Leave out the lines before the one with "Run detection for beige"; output that line and all remaining lines of the records exactly.

▶ DATA SUPPLIED:
· · · · · · ·

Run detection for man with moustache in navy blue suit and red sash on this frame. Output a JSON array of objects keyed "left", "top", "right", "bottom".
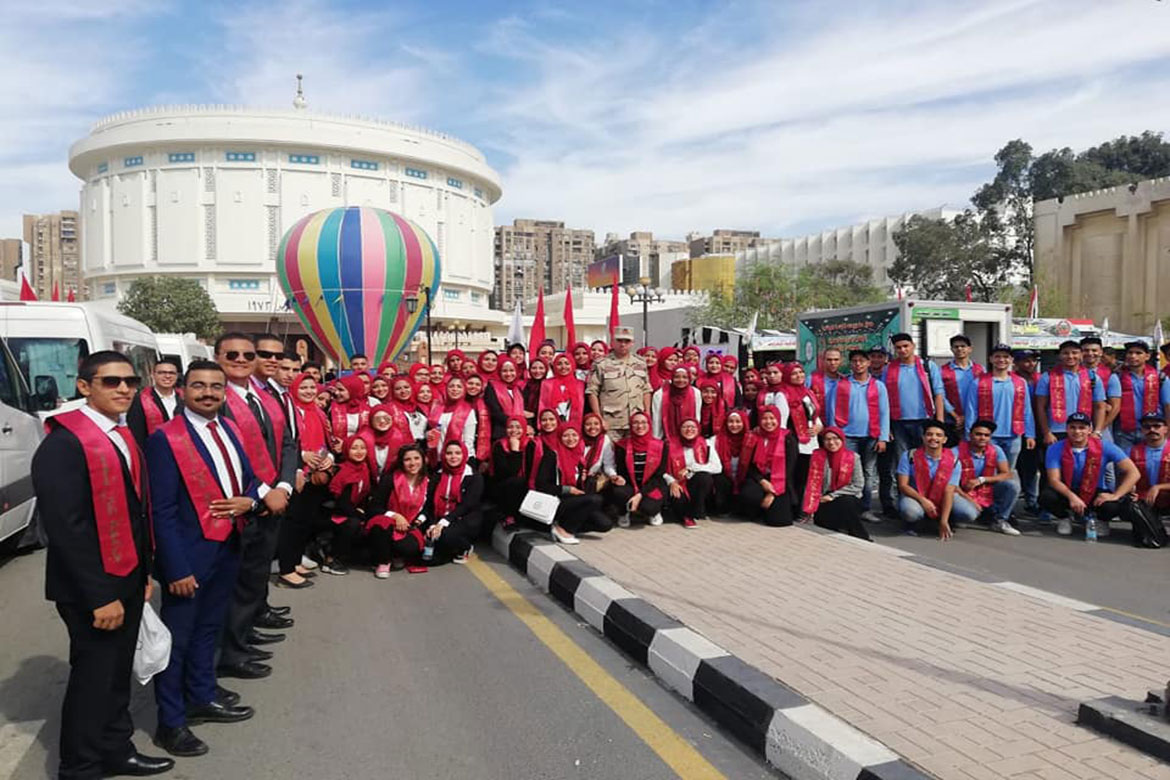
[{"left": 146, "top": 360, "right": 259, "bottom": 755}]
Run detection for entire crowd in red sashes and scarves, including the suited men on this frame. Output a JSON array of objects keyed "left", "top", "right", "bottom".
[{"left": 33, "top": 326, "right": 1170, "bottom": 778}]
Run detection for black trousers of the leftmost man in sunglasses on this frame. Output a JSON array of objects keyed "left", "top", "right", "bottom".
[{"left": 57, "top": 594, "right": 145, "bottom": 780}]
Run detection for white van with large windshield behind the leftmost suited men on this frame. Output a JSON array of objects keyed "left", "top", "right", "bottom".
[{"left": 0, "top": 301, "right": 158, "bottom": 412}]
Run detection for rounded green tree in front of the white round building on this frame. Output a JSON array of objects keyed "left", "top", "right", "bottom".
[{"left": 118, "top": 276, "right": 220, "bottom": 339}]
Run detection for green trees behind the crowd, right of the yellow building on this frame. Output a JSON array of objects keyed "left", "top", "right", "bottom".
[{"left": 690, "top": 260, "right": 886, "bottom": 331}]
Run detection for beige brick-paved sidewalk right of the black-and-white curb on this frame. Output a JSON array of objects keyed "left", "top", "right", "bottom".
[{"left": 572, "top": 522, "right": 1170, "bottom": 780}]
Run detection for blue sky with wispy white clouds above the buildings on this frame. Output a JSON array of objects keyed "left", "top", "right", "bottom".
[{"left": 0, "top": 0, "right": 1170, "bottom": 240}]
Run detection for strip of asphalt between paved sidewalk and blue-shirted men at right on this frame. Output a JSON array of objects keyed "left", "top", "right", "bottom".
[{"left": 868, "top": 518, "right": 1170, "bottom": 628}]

· · · · · · ·

▶ REPLY:
Run detection for beige brick-paved sidewalk right of the black-and-white curb on this frame. Output a JSON array of objects keyed "left", "top", "right", "bottom".
[{"left": 572, "top": 522, "right": 1170, "bottom": 780}]
Run detection for blue sky with wispy white clouds above the buildings on this frame. Output a JSON array of objects keyed "left", "top", "right", "bottom".
[{"left": 0, "top": 0, "right": 1170, "bottom": 240}]
Run detection for strip of asphalt between paved sidewalk and blue-shirted men at right on this frame. Output a JSON array of objects keyed "left", "top", "right", "bottom".
[{"left": 868, "top": 518, "right": 1170, "bottom": 628}]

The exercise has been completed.